*** Reading passage ***
There is a long laundry list of personal goals running through my head that I want to work on. I love taking advantage of a celebratory date to select one of these pressing items and promise myself that this time, I really will begin to do whatever it is that will make my life better. Yet, somehow, after the birthday or New Year passes, my fervent declarations are quickly forgotten and I lapse into my old behavior.
Somehow, though, when I meet someone who laments their lack of organization, I know all the right things say. I am quick to blurt out helpful tips and beneficial chores to achieve a smoothly run household, even as my audience is tuning me out. It’s hard for me to empathize, because organization is just something that comes naturally to me. The lists in my head are already segmented and in chronological order. This is not something I taught to myself; it’s a gift Hashem gave me. But perhaps, I can use the same process that gives me the quality of organization to achieve other worthwhile virtues, like the middah of shmiras haloshon, careful talk.
Using some research material I had available, I broke down a step-by-step plan to help someone become more organized, and tried to utilize those same techniques to help me achieve my own personal goals.
The first step in changing any behavior is to make the decision that you want to change. That would mean committing to the ideal of a smoothly functional household or in my case, only saying pleasant things. Rav Noach Weinberg zt”l, in his series of classes, 48 Ways of Wisdom, talked about making daily choices between what you want and what you feel like doing. What you want to do is, obviously, what you want to be doing, and what you feel like doing is the immediate gratification that you will regret come tomorrow, when you are reconsidering your decision to finish that great book instead of tackling the burgeoning laundry pile or indulging in that juicy piece of gossip instead of taking the higher road and protecting that friend’s feelings.
***
Tasks for this exercise ▸
a) Translate this sentence from the essay on personal goals into Spanish: "The first step in changing any behavior is to make the decision that you want to change."
b) In the essay on personal goals, what is the name of Rav Noach Weinberg's series of classes?
c) Extend the essay on personal goals and organization, picking up after its final sentence.
Nothing in the listing is needed here.
*** Extracted information ***
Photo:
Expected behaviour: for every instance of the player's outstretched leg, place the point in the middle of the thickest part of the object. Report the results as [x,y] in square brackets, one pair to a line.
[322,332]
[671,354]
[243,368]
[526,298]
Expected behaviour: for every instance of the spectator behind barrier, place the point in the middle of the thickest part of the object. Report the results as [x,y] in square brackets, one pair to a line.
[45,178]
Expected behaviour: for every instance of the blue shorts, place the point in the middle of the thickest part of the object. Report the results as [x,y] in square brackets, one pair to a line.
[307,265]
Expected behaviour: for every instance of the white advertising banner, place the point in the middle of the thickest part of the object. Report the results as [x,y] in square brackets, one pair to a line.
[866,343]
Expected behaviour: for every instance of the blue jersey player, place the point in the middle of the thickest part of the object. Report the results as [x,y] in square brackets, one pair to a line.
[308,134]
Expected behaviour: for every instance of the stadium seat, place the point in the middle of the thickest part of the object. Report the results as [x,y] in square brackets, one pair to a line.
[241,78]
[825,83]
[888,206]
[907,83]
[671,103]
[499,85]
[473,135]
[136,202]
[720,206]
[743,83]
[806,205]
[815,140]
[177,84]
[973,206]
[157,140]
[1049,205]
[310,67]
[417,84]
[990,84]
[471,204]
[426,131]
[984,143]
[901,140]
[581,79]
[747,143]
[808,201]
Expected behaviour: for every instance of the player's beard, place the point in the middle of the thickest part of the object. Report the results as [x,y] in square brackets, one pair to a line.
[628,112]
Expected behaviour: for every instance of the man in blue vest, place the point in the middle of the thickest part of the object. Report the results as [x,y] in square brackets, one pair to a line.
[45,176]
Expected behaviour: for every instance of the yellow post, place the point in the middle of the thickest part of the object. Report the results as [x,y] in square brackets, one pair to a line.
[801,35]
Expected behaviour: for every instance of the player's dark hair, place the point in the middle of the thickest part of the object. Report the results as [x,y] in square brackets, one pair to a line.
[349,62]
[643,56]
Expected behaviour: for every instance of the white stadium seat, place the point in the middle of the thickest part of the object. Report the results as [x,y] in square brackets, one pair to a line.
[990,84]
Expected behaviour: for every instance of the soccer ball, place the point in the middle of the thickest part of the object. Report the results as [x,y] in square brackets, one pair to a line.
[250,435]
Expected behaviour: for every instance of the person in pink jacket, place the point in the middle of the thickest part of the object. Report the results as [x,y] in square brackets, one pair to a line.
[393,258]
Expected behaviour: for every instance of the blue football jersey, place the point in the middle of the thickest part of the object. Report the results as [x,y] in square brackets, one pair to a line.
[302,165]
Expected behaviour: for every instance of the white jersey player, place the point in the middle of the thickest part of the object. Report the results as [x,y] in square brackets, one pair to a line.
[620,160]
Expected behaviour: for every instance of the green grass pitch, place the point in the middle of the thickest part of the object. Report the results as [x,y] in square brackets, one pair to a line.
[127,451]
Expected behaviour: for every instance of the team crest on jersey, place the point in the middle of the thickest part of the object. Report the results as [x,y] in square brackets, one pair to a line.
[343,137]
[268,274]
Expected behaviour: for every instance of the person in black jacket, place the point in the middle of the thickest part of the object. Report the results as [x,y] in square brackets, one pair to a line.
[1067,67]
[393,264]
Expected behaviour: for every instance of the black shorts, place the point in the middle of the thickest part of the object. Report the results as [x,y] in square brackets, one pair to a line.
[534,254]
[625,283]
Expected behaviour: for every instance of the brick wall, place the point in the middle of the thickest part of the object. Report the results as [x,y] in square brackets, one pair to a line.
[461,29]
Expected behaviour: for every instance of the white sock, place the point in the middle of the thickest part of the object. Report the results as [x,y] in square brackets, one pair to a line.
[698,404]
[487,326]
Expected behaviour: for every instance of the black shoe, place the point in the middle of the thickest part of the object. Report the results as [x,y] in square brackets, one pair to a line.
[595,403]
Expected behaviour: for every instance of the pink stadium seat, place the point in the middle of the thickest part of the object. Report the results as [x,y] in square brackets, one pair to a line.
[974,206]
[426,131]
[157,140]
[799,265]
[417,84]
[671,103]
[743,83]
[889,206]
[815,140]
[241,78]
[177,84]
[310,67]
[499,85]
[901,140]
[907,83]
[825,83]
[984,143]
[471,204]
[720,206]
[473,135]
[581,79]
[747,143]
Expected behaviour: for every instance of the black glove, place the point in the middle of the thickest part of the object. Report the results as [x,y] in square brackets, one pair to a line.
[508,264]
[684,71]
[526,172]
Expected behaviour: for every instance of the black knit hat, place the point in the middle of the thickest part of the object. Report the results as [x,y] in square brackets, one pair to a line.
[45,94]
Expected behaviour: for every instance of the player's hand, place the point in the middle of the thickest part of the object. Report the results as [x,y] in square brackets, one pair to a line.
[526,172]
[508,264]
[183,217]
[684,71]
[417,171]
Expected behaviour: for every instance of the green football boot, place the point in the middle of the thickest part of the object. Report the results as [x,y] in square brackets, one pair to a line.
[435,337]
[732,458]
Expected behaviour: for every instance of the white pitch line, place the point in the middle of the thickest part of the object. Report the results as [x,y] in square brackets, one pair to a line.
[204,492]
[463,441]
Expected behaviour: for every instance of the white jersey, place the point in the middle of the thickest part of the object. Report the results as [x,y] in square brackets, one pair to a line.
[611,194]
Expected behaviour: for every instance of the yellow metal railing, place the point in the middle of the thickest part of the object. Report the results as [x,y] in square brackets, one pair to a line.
***
Final answers ▸
a) El primer paso para cambiar cualquier conducta es tomar la decisión de que quieres cambiar.

b) 48 Ways of Wisdom.

c)
The familiar concept of the yetzer hara vs. the yetzer tov has within it the notion that although we may be of two minds, we are fully capable of listening only to the yetzer tov regardless of how enticing the yetzer hara may be. We only need to look at our past actions and how they have affected our life. How has the desire to procrastinate helped in the long run?
The second step is to pre-commit. In Daniel Akst’s phenomenal new book, We Have Met the Enemy, he talks about this concept. Pre-committing is when you limit choices in advance to deter temptation: don’t turn on the computer until your allotted chores for the evening are done or put Facebook on the blocked list if it’s causing negative middos. This has to be a binding commitment, one that you will be forced to carry out even if you lose your initial enthusiasm for the idea. Tell your spouse or children about your plan so that you will be held accountable.
Set goals for yourself on a daily basis, for example: wash and fold one load of laundry every day, or no lashon hara during the morning commute. It’s important to break a big project into small manageable parts, otherwise, it gets overwhelming and you’ll just push it off. This is why I wouldn’t recommend washing five loads on laundry in one day or no lashon hara during the lunch break when you are just starting. It would be too hard to maintain, making it tempting to just drop the whole project.
Of course, if you don’t meet your goals, there must be consequences. This is the last but most vital step. Set up a chart in a public place, and chart your habits. If you meet your goal for the night and week, you get a reward, but if not…
For example, unplug the phone if there’s a lashon hara slip-up. Or, if you don’t clean up after breakfast, there won’t be any sugar in your coffee at lunch time. Promising money to charity is popular, but an even better choice is to promise money to an anti-charity, which is donating money to an organization you hate. Rav Weinberg’s method is to hire a friendly “nudnik” to keep you honest. This person will check up on you to see if you have met your commitment, and if not, you have to give them money or do something for them. If you’re really committed to changing your behavior, check out this great website, StickK.com. You can set up a legally binding contract to change any bad habit. This had been proven to be especially effective at getting people to lose weight.
To allow for optimal success, plan ahead for distractions that you know will occur. For example, if your battling a case of strep, don’t try to sort through all the children’s summer clothes or if I see a friend that is always up to date on the latest doings of everyone I know, I’ll give her a heads up that I’m trying to work on my shmiras halashon.
Akst also talks about priming, which is basically faking it till you make it. This is the same idea as dressing professionally one level higher then your pay grade. In the realm of household organizing, read books about de-cluttering, and ask organized people for advice. Eventually, the ideas will sink in and take effect!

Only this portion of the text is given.